▶ **EXCERPT**
>>

Return of Dr Strangename

Dr Strangename returned from San Francisco on Friday night, filled with the joys of all-expenses-paid taxi rides and Chinese dinners.

Why is your husband called Dr Strangename?

Because a) here, no one can spell it, and b) there, no one can pronounce it.

'Here' being America: there's a Z in Strangename (obviously), and I can never remember if it's a Zed or a Zee; by the time I've got it right, someone has already written it down wrong.

'There' being my rural hometown in England: the people prefer a surname that's been intermarrying in the neighbourhood for a few hundred years, and so, after a mere decade, my family still ask 'how's... how's... your feller?'. (In their defense, it took me a while to get it right, and two years ago I infamously spelt it wrong on our own doorbell.)

Although Dr Strangename claims his name is not at all strange back in his native Birmingham, it has tended towards creating various preconceptions about his nationality, religion, mother-tongue and skin colour. One of my former bosses in England once gave a confused Indonesian man an effusive greeting and tour of the facilities, under the impression that he was my exotic spouse, while my actual spouse waited politely in Reception reading the sports section.

<<

▶ **SUPPLIED DATA**
>>

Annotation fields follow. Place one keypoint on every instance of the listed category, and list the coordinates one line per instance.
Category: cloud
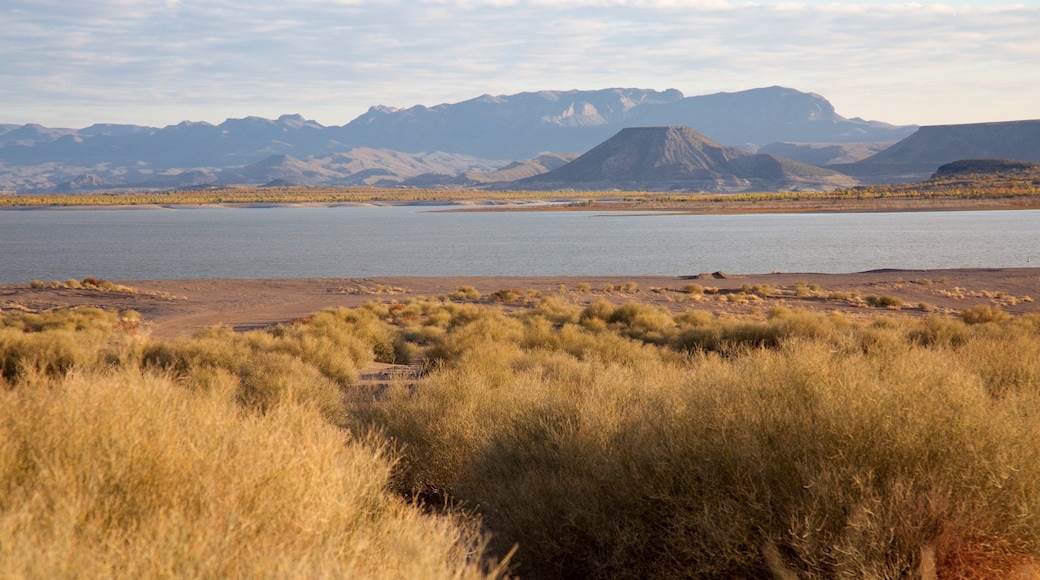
(164, 60)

<<

▶ **WHAT THE TASK ASKS**
Reproduce word for word the passage of the Dr Strangename excerpt above between "Dr Strangename returned" and "called Dr Strangename?", inclusive.

▶ **RESULT OF THE TASK**
Dr Strangename returned from San Francisco on Friday night, filled with the joys of all-expenses-paid taxi rides and Chinese dinners.

Why is your husband called Dr Strangename?